● Task
Take the records below and set down exactly the lines from the one with "For every instance of the boy's race" to the one with "notation: point(170, 235).", ends included; do not copy the pictures.

===== Records provided

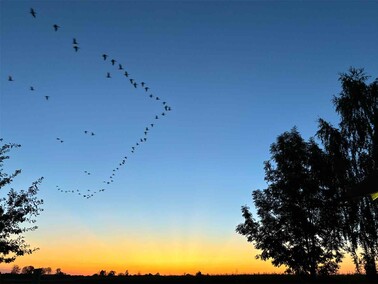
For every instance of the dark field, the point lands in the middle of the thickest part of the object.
(239, 279)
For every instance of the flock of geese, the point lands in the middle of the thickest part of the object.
(143, 139)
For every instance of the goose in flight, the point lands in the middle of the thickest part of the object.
(33, 12)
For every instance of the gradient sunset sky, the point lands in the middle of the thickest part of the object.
(236, 75)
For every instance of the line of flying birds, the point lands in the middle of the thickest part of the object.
(110, 179)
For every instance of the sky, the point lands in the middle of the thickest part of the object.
(235, 74)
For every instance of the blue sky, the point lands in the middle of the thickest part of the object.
(236, 74)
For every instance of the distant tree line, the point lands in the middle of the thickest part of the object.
(317, 206)
(31, 269)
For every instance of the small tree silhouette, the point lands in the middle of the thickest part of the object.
(16, 210)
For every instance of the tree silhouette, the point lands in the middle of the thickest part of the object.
(15, 269)
(27, 269)
(17, 209)
(354, 151)
(297, 216)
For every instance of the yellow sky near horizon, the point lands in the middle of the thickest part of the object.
(166, 256)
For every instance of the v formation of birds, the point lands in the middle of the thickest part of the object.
(89, 193)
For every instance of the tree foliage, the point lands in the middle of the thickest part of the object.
(354, 148)
(18, 210)
(304, 216)
(297, 220)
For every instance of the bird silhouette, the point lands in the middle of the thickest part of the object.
(32, 11)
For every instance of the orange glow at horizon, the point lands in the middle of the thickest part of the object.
(166, 257)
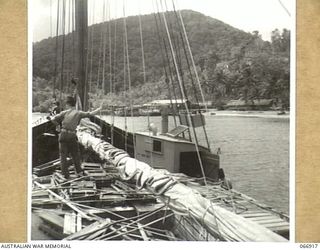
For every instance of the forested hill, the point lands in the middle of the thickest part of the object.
(231, 64)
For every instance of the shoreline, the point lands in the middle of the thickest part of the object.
(252, 114)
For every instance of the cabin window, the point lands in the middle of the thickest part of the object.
(157, 146)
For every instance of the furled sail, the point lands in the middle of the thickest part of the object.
(218, 221)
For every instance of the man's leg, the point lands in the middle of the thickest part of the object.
(75, 153)
(63, 148)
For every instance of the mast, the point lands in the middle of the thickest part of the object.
(81, 21)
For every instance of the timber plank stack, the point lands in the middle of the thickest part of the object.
(100, 206)
(97, 206)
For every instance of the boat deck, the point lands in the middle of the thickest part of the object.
(244, 206)
(101, 206)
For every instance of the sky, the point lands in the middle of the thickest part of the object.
(247, 15)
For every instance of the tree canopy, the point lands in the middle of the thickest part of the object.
(231, 63)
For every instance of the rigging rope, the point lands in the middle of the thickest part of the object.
(56, 52)
(62, 50)
(189, 69)
(104, 50)
(183, 94)
(180, 89)
(191, 55)
(128, 68)
(160, 38)
(91, 47)
(142, 48)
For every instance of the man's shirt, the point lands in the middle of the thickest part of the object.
(70, 118)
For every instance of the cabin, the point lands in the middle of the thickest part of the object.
(173, 151)
(242, 105)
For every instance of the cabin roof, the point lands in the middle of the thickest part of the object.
(258, 102)
(165, 102)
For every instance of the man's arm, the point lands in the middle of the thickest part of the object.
(96, 111)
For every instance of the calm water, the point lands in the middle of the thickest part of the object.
(254, 152)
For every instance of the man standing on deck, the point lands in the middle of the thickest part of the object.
(69, 119)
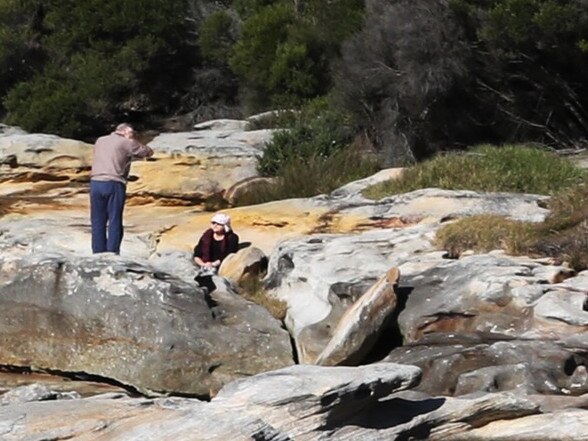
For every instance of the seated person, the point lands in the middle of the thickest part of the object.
(215, 244)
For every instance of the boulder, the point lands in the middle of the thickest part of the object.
(362, 323)
(123, 320)
(247, 262)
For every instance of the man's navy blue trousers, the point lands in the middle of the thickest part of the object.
(107, 202)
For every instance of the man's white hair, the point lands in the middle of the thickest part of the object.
(123, 127)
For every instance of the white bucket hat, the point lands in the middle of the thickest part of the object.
(222, 219)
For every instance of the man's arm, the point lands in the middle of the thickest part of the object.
(139, 150)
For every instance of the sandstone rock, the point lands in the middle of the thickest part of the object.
(34, 392)
(235, 125)
(248, 262)
(42, 150)
(486, 294)
(123, 320)
(461, 366)
(362, 323)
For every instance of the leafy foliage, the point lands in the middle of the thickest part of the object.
(104, 60)
(285, 48)
(317, 132)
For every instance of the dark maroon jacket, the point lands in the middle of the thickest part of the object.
(210, 250)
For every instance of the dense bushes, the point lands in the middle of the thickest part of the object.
(283, 50)
(315, 153)
(100, 60)
(426, 75)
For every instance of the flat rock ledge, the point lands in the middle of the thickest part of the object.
(302, 402)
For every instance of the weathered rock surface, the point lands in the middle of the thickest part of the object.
(493, 294)
(123, 320)
(248, 262)
(458, 366)
(362, 323)
(300, 402)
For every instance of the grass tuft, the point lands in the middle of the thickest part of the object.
(513, 168)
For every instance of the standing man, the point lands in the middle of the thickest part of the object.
(108, 184)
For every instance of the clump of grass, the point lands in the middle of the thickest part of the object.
(318, 175)
(252, 289)
(513, 168)
(486, 233)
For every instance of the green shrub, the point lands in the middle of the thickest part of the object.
(318, 175)
(514, 168)
(486, 233)
(316, 132)
(216, 39)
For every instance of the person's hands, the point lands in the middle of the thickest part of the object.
(129, 133)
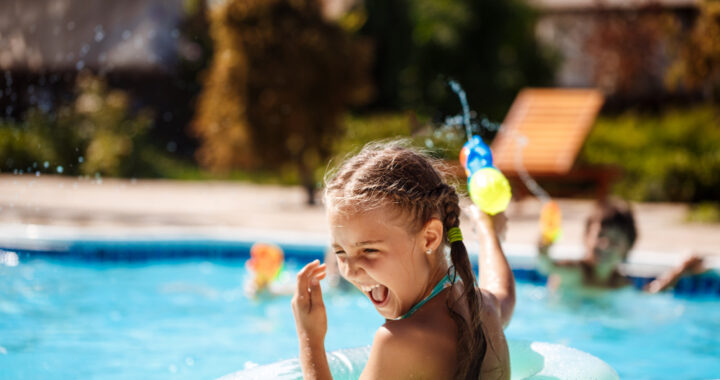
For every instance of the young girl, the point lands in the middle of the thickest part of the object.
(394, 222)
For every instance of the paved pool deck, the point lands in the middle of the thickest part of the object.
(119, 207)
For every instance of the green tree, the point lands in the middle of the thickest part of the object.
(698, 65)
(279, 82)
(95, 134)
(488, 46)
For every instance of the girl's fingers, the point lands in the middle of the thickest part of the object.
(315, 291)
(301, 293)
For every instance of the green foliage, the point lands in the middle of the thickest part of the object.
(698, 64)
(279, 82)
(96, 134)
(671, 157)
(704, 212)
(488, 46)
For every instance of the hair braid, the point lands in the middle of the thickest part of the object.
(391, 174)
(472, 345)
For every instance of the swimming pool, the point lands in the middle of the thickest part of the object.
(72, 316)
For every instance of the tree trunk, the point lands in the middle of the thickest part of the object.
(308, 182)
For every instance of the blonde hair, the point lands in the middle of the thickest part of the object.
(394, 174)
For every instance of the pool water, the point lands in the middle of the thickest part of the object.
(190, 319)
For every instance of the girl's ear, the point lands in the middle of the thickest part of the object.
(432, 235)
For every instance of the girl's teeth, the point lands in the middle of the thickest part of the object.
(368, 288)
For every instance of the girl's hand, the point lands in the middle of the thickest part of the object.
(308, 306)
(489, 223)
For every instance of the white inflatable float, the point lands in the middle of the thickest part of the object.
(528, 360)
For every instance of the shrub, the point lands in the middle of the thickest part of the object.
(95, 134)
(280, 80)
(671, 157)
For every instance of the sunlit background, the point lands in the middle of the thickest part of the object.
(163, 119)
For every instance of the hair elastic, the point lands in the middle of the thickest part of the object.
(454, 235)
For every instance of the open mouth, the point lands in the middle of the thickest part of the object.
(378, 293)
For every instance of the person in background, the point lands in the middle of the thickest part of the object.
(610, 234)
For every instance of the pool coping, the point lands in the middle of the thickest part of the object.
(44, 237)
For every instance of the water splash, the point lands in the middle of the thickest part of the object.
(521, 141)
(466, 109)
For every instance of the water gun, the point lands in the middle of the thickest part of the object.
(550, 222)
(488, 187)
(266, 263)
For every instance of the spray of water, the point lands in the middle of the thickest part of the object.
(521, 141)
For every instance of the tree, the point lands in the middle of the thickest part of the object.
(488, 46)
(280, 79)
(698, 65)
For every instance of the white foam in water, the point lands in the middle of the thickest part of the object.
(528, 360)
(9, 259)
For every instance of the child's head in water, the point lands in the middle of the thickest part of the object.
(610, 233)
(390, 211)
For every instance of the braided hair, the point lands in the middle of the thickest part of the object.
(394, 174)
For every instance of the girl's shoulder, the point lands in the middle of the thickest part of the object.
(496, 364)
(422, 346)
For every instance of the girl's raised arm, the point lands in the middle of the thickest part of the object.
(495, 275)
(311, 322)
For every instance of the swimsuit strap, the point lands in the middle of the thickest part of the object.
(441, 285)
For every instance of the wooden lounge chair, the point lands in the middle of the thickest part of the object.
(542, 134)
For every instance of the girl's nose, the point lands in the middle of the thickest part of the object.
(353, 268)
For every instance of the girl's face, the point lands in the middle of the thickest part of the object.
(377, 254)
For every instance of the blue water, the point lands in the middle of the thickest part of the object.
(191, 320)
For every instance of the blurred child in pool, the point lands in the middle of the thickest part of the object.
(265, 272)
(610, 234)
(395, 228)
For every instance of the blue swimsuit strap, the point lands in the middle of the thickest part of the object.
(441, 285)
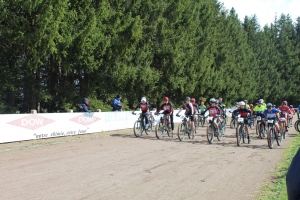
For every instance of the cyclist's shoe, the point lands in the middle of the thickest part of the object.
(278, 134)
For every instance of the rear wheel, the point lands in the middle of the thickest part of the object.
(137, 128)
(181, 132)
(210, 133)
(159, 130)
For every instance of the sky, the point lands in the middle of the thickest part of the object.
(265, 10)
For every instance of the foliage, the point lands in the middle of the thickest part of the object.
(54, 53)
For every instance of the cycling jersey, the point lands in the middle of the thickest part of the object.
(167, 108)
(143, 106)
(271, 113)
(259, 108)
(243, 112)
(213, 111)
(196, 108)
(202, 109)
(188, 107)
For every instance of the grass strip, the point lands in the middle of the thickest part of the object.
(277, 189)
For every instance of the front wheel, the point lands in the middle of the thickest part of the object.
(181, 132)
(159, 130)
(210, 132)
(149, 129)
(137, 128)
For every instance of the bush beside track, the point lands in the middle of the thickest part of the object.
(277, 188)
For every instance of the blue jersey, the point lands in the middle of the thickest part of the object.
(271, 113)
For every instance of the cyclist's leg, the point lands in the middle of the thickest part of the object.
(172, 122)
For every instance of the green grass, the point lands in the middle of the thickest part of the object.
(277, 189)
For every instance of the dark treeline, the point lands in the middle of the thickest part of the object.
(53, 53)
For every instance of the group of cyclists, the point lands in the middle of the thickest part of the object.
(216, 110)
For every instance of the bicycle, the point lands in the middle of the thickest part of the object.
(272, 135)
(241, 132)
(139, 126)
(184, 128)
(234, 121)
(211, 129)
(163, 126)
(260, 127)
(282, 124)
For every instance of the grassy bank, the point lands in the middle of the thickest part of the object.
(277, 189)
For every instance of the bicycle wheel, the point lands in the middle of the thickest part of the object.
(232, 123)
(279, 138)
(210, 133)
(137, 128)
(181, 133)
(221, 127)
(239, 134)
(271, 137)
(297, 126)
(257, 129)
(202, 121)
(159, 130)
(149, 130)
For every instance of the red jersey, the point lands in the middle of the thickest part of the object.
(213, 111)
(167, 108)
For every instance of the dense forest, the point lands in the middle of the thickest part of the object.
(53, 53)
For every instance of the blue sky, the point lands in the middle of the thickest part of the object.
(265, 10)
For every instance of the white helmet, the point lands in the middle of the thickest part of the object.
(143, 100)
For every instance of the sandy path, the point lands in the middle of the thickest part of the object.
(116, 165)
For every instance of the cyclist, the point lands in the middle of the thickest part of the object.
(259, 109)
(189, 111)
(167, 107)
(272, 113)
(196, 109)
(285, 112)
(246, 114)
(214, 111)
(144, 106)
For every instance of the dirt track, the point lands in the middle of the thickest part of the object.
(116, 165)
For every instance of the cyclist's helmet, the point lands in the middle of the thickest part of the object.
(212, 100)
(143, 100)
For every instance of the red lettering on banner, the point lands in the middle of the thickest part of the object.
(31, 122)
(81, 119)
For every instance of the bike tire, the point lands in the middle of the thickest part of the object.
(239, 134)
(149, 130)
(137, 128)
(279, 139)
(220, 134)
(159, 130)
(271, 137)
(181, 132)
(210, 132)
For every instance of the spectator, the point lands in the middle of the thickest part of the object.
(117, 103)
(84, 105)
(293, 178)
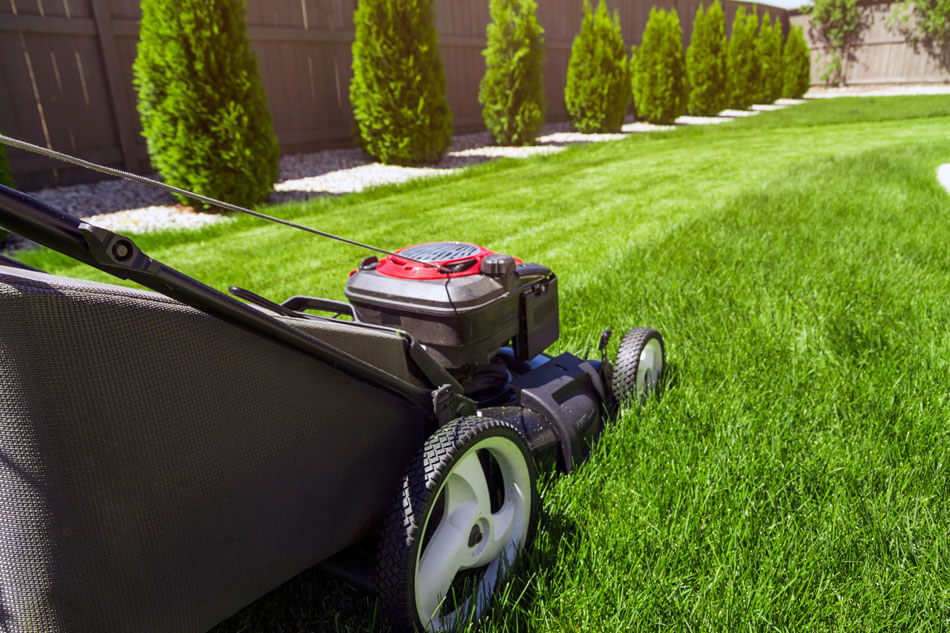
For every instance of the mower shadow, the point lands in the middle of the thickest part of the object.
(314, 601)
(318, 602)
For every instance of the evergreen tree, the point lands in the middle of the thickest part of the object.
(597, 93)
(796, 61)
(203, 111)
(769, 51)
(512, 90)
(706, 63)
(742, 62)
(774, 75)
(398, 85)
(661, 88)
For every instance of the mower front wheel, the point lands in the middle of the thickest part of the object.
(466, 510)
(640, 363)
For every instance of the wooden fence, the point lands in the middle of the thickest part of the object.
(66, 77)
(881, 54)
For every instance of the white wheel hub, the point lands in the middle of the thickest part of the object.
(483, 525)
(650, 367)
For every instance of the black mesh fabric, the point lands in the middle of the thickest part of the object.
(160, 469)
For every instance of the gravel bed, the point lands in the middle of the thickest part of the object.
(126, 206)
(878, 91)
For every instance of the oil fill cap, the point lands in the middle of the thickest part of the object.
(497, 265)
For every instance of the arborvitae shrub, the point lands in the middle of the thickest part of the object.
(742, 62)
(796, 61)
(512, 90)
(598, 78)
(706, 63)
(661, 89)
(769, 51)
(203, 110)
(6, 178)
(398, 85)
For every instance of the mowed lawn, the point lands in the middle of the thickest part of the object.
(794, 475)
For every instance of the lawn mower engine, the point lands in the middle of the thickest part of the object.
(487, 318)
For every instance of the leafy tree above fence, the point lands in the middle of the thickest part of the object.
(796, 64)
(769, 50)
(837, 24)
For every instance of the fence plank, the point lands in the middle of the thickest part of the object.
(304, 55)
(117, 96)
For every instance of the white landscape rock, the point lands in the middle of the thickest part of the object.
(146, 219)
(129, 207)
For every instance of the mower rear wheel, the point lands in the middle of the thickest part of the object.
(640, 363)
(467, 508)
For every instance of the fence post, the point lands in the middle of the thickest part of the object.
(121, 110)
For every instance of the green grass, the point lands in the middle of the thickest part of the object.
(795, 473)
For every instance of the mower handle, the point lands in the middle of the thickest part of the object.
(120, 256)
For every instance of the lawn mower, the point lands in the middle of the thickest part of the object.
(168, 457)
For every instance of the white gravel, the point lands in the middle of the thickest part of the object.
(135, 208)
(879, 91)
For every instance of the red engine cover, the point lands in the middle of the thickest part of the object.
(462, 257)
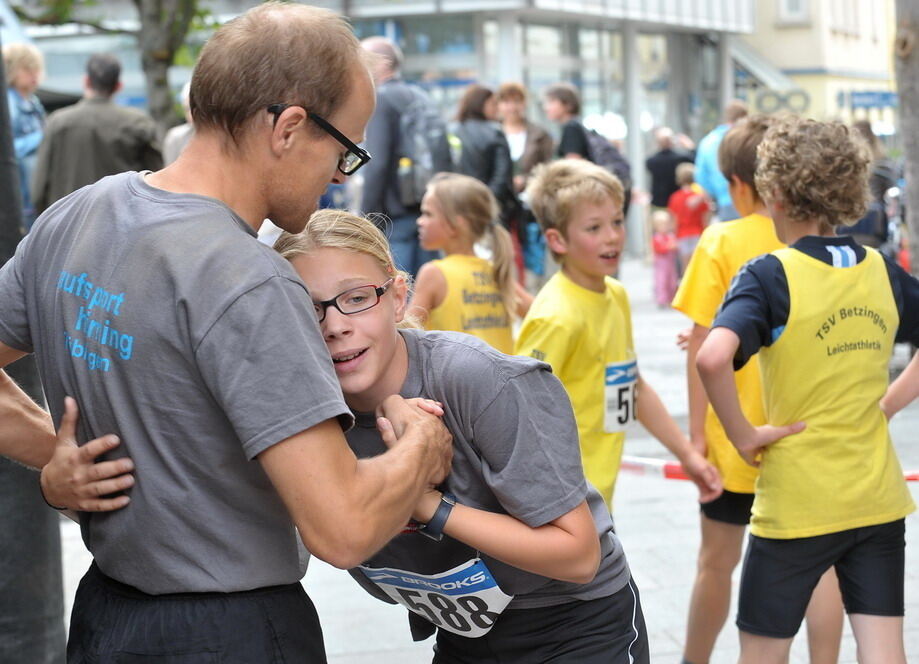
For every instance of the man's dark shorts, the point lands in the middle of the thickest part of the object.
(113, 623)
(609, 630)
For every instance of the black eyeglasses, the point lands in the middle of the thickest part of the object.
(353, 300)
(350, 161)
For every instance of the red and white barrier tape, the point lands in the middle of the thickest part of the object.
(672, 470)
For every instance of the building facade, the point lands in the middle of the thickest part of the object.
(837, 53)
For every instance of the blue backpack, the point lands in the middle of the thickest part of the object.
(423, 149)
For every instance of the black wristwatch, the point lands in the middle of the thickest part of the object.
(434, 528)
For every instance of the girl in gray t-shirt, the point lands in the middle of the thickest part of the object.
(513, 558)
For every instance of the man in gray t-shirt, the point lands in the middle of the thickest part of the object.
(148, 298)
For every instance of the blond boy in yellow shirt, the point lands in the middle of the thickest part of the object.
(580, 323)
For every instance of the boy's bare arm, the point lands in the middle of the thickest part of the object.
(698, 401)
(716, 369)
(903, 390)
(654, 416)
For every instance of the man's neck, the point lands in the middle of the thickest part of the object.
(206, 168)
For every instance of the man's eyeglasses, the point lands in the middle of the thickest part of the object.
(353, 300)
(350, 161)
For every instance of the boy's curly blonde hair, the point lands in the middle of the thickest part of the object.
(819, 171)
(556, 188)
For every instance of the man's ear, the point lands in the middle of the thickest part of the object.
(285, 127)
(556, 241)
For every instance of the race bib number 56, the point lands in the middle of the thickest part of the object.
(465, 600)
(620, 393)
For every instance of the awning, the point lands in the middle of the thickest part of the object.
(759, 67)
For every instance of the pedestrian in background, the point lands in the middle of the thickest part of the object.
(24, 66)
(484, 151)
(708, 174)
(664, 246)
(464, 292)
(662, 167)
(530, 145)
(382, 191)
(94, 138)
(691, 209)
(562, 104)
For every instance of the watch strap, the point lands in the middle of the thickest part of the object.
(434, 528)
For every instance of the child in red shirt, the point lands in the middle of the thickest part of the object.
(664, 244)
(691, 209)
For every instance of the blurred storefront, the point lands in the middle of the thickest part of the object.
(837, 53)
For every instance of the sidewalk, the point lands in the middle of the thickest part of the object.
(657, 521)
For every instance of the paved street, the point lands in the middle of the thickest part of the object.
(657, 520)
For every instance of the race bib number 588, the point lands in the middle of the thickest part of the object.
(620, 393)
(465, 600)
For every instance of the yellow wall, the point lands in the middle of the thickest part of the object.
(831, 51)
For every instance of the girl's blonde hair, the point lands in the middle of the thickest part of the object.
(464, 196)
(21, 57)
(338, 229)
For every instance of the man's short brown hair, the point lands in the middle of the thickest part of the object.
(737, 152)
(512, 90)
(557, 188)
(274, 53)
(567, 94)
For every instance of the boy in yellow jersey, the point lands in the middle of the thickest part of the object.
(823, 314)
(722, 250)
(580, 323)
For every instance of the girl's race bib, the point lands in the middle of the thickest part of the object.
(465, 600)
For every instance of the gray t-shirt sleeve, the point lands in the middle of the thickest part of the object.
(267, 366)
(528, 431)
(14, 319)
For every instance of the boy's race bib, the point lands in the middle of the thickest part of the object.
(465, 600)
(620, 393)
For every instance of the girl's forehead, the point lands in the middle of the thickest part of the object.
(332, 267)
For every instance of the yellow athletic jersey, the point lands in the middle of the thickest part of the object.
(473, 302)
(828, 368)
(587, 339)
(722, 250)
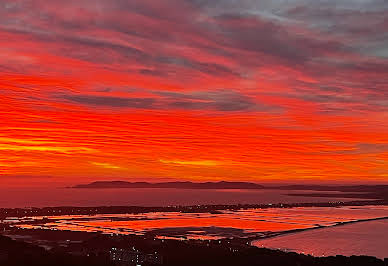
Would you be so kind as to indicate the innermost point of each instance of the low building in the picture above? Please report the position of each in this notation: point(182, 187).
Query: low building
point(134, 257)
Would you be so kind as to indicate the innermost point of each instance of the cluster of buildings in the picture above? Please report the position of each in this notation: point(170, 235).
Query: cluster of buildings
point(134, 257)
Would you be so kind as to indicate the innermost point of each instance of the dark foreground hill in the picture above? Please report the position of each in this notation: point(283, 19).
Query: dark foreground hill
point(13, 253)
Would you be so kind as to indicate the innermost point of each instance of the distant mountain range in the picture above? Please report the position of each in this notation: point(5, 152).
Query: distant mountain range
point(182, 185)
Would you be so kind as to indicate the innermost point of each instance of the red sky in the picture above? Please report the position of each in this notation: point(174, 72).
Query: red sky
point(193, 90)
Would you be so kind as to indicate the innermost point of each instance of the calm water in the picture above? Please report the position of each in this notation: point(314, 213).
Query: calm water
point(364, 238)
point(243, 223)
point(43, 197)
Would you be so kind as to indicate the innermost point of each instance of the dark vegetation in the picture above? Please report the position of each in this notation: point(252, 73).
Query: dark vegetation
point(14, 253)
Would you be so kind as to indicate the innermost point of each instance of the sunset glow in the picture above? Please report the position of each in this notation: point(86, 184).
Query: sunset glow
point(128, 90)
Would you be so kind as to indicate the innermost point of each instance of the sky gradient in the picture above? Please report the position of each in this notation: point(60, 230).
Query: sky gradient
point(193, 90)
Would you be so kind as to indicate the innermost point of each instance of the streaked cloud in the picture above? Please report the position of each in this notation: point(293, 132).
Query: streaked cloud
point(106, 165)
point(270, 89)
point(191, 163)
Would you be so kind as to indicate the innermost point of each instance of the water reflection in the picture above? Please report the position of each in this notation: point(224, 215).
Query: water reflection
point(225, 224)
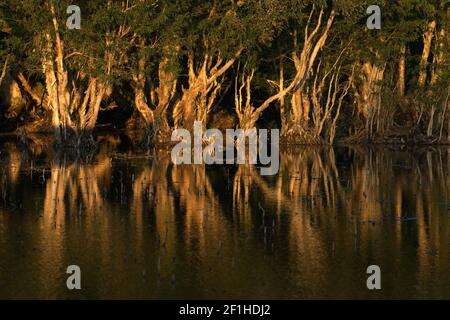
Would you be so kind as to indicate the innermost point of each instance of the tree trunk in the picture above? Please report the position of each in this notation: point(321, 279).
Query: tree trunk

==========

● Expected output
For every instance of the boy's race bib, the point lands in the middle of the thickest part of the object.
(465, 600)
(620, 393)
For every instance of the girl's forehead, the point lands in the middle of the thickest part of the object.
(332, 267)
For every instance of the yellow athletic jersey, the point lands in the middle of the thickest part of the object.
(473, 302)
(828, 368)
(587, 339)
(722, 250)
Would you be so kind as to indicate the innermost point of each instance of the low building in the picture above? Please report the position of each in this notation: point(182, 187).
Query: low building
point(134, 257)
Would you be so kind as to indicate the innermost point of each instance of the cluster of buildings in the picture above? Please report the position of each in this notation: point(170, 235).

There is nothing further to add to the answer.